» Reading passage
★ ★ ★ ★

Disclaimer: This blog entry is not about pointing blame at anyone mentioned here, directly or indirectly. It also is not claiming that being overweight is a direct result or the only possible result of a poor self-image. It is not a how-to for fixing one’s self-image. This is simply a retelling of some positive progress I made yesterday with regard to my own personal understanding of who I am. Please read it from that perspective. I could write many more blogs detailing other aspects of this issue, but that’s not my intent here.

Yesterday I read a raw, honest blog called, “The ‘After’ Myth.” It was a blogger’s account of how reaching a weight-loss goal didn’t actually fix her self-image problem; about how learning to love oneself is actually a significantly separate task and loosing weight can’t make that happen [my summary, not hers]. I know that feeling all too well. I once lost 100 lbs in my adult life, and I liked myself for a little while, but it didn’t last. Even though I was a size 6 (granted, with a BMI that was still technically not in the normal range), ran a half marathon, and could wear almost anything I put on in the store, my life didn’t magically change like I thought it would. The first time the guy I liked picked my friend over me, all my underlying feelings of being unloveable returned, and the weight followed. It didn’t come back all at once, but when the feelings returned, it became clear to me that the weight-loss adventure hadn’t accomplished what I was hoping, deep-down, that it would accomplish. I still didn’t love myself.

★ ★ ★ ★

» To be done
**a)** Quote the blog post word for word, starting with "Disclaimer: This blog" and going on through "my intent here.".
**b)** Show each line of the records that contains the string "concrete", matching its case exactly.
The blog post and the records below it don't share a source.

» Source records
★ ★ ★ ★

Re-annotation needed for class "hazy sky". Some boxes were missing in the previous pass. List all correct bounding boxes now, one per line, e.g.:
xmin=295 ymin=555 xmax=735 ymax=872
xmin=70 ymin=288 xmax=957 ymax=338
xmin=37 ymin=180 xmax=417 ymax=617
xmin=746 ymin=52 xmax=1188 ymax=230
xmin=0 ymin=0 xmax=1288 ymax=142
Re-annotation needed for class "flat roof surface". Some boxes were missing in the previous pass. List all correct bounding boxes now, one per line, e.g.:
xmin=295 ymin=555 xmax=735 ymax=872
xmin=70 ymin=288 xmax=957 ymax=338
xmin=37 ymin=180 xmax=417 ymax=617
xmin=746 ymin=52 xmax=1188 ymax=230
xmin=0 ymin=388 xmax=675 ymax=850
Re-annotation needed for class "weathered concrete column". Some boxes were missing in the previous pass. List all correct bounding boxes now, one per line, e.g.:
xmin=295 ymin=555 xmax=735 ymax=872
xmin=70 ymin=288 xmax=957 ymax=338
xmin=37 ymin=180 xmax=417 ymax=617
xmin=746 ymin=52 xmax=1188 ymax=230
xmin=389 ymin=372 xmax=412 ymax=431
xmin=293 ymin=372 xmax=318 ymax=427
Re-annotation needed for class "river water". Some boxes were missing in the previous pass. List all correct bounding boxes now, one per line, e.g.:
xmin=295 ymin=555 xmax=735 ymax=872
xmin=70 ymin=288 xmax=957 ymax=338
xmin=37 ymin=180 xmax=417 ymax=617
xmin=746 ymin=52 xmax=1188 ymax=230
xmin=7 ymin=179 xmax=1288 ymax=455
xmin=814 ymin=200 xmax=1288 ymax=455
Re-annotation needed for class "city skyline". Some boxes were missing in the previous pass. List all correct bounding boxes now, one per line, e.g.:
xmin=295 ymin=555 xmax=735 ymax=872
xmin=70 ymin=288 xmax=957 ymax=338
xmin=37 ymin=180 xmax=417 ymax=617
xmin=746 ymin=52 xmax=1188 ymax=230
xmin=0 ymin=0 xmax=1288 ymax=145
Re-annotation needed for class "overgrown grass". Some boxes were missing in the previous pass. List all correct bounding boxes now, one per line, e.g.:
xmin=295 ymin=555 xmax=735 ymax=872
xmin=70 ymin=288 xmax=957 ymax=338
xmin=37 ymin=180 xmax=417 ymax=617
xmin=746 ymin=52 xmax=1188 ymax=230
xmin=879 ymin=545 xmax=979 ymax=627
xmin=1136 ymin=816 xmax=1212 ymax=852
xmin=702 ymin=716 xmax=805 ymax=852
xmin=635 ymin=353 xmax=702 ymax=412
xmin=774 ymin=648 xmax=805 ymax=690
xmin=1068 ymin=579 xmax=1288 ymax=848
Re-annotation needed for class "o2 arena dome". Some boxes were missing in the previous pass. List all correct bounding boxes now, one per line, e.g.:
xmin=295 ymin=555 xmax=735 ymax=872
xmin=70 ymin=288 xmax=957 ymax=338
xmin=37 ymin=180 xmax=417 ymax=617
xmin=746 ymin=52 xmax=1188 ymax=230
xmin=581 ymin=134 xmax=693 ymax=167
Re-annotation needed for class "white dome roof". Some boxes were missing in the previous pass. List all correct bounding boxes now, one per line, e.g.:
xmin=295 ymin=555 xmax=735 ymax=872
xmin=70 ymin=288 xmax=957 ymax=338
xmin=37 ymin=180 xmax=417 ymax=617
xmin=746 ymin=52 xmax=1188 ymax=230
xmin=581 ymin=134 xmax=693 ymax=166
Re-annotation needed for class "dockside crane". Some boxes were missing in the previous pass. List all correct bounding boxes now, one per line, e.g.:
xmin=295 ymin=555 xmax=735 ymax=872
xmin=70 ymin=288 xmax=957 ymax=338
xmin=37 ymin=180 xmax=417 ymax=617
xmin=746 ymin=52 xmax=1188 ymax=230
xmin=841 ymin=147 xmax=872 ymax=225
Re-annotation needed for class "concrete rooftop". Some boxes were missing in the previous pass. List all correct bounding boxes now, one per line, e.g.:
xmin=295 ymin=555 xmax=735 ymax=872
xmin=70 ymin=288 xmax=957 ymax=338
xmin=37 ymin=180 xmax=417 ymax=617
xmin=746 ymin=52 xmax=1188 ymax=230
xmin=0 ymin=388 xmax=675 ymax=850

★ ★ ★ ★

» Outputs
**a)**
Disclaimer: This blog entry is not about pointing blame at anyone mentioned here, directly or indirectly. It also is not claiming that being overweight is a direct result or the only possible result of a poor self-image. It is not a how-to for fixing one’s self-image. This is simply a retelling of some positive progress I made yesterday with regard to my own personal understanding of who I am. Please read it from that perspective. I could write many more blogs detailing other aspects of this issue, but that’s not my intent here.

**b)**
Re-annotation needed for class "weathered concrete column". Some boxes were missing in the previous pass. List all correct bounding boxes now, one per line, e.g.:
Re-annotation needed for class "concrete rooftop". Some boxes were missing in the previous pass. List all correct bounding boxes now, one per line, e.g.:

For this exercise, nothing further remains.